start Given data

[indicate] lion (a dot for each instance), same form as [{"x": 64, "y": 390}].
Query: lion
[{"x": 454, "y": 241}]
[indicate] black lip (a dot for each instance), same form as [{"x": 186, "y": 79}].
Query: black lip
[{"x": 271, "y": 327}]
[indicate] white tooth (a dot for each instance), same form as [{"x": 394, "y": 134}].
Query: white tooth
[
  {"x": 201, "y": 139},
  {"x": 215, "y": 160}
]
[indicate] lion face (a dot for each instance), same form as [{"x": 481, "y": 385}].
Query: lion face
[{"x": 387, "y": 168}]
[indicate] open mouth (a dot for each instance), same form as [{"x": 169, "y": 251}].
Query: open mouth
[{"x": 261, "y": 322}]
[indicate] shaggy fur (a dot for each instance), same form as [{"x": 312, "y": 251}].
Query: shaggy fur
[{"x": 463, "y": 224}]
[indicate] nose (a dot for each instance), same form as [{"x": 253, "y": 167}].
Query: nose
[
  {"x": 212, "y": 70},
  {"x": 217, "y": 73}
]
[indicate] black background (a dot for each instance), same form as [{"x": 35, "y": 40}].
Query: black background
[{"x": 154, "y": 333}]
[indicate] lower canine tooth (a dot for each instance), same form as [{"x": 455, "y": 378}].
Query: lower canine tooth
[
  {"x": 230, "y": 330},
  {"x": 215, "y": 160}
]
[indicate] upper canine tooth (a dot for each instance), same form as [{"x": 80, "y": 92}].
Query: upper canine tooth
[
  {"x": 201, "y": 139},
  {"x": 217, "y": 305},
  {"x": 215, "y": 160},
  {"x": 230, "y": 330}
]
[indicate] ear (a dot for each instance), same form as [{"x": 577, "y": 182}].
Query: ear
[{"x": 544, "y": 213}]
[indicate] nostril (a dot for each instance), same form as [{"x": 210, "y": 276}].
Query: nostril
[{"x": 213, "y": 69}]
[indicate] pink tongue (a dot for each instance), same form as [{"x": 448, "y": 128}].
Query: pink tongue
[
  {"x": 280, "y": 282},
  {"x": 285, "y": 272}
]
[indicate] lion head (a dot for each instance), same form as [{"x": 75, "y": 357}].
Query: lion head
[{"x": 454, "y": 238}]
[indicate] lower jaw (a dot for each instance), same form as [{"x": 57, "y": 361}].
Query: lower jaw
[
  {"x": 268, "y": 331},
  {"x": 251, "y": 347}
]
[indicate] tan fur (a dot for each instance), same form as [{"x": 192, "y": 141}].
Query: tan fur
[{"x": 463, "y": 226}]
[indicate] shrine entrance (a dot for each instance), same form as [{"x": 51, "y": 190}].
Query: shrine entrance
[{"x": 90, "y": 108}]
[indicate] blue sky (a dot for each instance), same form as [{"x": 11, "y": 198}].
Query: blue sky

end Given data

Exercise prompt => Reproduce the records from the line holding "[indicate] shrine entrance" through the end of the records, inclusive, requests included. Multiply every coordinate in the answers by 1.75 and round to whole numbers with halves rounded up, leaving the requests and their format samples unchanged and giving only these lines.

Result of this task =>
[indicate] shrine entrance (a dot for each instance), same form as [{"x": 51, "y": 190}].
Query: shrine entrance
[{"x": 158, "y": 189}]
[indicate] blue sky (a dot for each instance), same form as [{"x": 11, "y": 198}].
Query: blue sky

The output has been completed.